◆ **DATA ENTRIES**:

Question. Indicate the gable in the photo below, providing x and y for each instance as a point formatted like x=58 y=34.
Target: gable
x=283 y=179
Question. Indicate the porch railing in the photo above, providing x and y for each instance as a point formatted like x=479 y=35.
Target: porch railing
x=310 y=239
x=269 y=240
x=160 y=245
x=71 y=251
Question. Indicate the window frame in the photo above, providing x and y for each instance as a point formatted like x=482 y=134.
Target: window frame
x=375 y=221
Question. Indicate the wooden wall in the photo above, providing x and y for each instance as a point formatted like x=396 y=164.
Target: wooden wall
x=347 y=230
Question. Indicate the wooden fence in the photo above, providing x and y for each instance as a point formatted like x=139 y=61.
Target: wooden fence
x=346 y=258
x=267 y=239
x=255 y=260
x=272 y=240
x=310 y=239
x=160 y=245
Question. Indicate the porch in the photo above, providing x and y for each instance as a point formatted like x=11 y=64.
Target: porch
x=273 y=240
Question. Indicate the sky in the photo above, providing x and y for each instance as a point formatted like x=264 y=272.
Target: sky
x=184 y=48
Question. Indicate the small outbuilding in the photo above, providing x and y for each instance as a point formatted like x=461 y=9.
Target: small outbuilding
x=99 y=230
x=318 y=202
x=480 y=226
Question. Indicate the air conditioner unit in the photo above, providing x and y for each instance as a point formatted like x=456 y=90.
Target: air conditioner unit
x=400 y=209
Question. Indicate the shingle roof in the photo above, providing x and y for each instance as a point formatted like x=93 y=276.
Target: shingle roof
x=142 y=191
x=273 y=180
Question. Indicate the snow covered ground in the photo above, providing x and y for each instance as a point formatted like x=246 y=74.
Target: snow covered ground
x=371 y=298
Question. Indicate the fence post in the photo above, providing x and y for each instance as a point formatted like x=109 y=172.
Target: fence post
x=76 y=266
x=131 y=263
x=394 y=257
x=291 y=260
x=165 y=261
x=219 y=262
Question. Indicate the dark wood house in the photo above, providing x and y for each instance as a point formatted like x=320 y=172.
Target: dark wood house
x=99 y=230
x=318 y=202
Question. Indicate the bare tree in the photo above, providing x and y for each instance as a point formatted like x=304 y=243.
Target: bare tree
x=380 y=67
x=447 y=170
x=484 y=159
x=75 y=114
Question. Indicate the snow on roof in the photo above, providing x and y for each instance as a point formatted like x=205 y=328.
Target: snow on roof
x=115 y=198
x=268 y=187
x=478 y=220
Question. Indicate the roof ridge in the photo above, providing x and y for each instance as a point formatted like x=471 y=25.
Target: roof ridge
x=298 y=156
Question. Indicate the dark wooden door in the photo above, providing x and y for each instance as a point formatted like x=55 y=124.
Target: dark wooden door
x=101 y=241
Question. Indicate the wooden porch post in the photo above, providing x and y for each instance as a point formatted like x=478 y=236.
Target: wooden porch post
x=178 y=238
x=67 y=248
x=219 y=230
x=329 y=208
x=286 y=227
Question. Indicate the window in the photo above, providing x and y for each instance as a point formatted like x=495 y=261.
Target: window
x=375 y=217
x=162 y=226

◆ **SET PROBLEM**: Reproduce all of the material above word for word, keeping every line in its original order.

◆ **WRITTEN ANSWER**:
Question. Indicate the gable in the photo below, providing x and y for each instance as a point formatted like x=58 y=34.
Target: gable
x=283 y=179
Question. Indicate the porch railing in the photo above, providing x and y for each instance as a point formatted like x=479 y=35.
Target: porch railing
x=310 y=239
x=269 y=240
x=160 y=245
x=71 y=251
Question. Indicate the window frame in the photo above, providing x and y for each instance as a point formatted like x=482 y=134.
Target: window frame
x=375 y=221
Question. Indicate the wooden wall in the photo above, providing x and y for each instance as a point formatted like x=396 y=164.
Target: wooden wall
x=347 y=230
Question. Indicate the wooden fence in the photo above, providing x and y for each instance as a point formatted like x=139 y=61.
Target: wooden fence
x=346 y=258
x=267 y=239
x=255 y=260
x=272 y=240
x=310 y=239
x=160 y=245
Question. Indicate the porch in the photo above, providing x and y for each instance as a point formatted like x=11 y=64.
Target: porch
x=273 y=240
Question. Indicate the sky in the photo above, providing x and y for each instance as a point formatted like x=264 y=272.
Target: sky
x=184 y=48
Question. Indicate the small outbuilding in the photo above, providing x and y for each instance as a point formatted like x=461 y=9.
Target: small outbuilding
x=99 y=230
x=318 y=202
x=480 y=226
Question. Indicate the air conditioner unit in the photo above, providing x and y for each instance as a point formatted like x=456 y=90.
Target: air conditioner unit
x=400 y=209
Question. Indicate the shingle roof in the photo above, providing x and y for each instance as a point formatted like x=93 y=276.
Target: shingle roof
x=142 y=191
x=273 y=180
Question. Indicate the snow covered ground in the photo above, providing x and y for each instance as a point formatted like x=246 y=74.
Target: snow covered ground
x=371 y=298
Question. Indicate the fence post in the photo above, providing x and y for each instance as a point formatted like x=109 y=172.
Target: fence post
x=76 y=266
x=131 y=263
x=394 y=257
x=291 y=260
x=165 y=261
x=219 y=262
Question. Indicate the dark wood house in the photo above, providing x and y for each instance as a point formatted like x=320 y=172.
Target: dark wood house
x=99 y=230
x=318 y=202
Question. Indicate the bare tree in the photo above, providing x and y for each instance as a point formatted like x=304 y=243.
Target: bare tree
x=380 y=67
x=447 y=170
x=484 y=159
x=75 y=114
Question. Indicate the snow on roof in the photo above, providing x and y for each instance as a point formatted like x=205 y=328.
Target: snow on roof
x=115 y=198
x=268 y=187
x=478 y=220
Question. Indicate the roof ridge in the photo above, providing x and y for each instance as a point formatted like x=471 y=25.
Target: roof ridge
x=298 y=156
Question. Indicate the dark wooden door in the photo above, providing x and y for each instance as a point formatted like x=55 y=124.
Target: dark wooden door
x=101 y=241
Question. Indicate the wooden porch post in the photo above, providing x and y for each instance as a point formatted like x=478 y=236.
Target: wooden porch post
x=178 y=238
x=67 y=248
x=219 y=230
x=329 y=208
x=286 y=227
Question. Indicate the window in the photo above, providing x and y for each instance as a point formatted like x=495 y=261.
Target: window
x=375 y=217
x=162 y=226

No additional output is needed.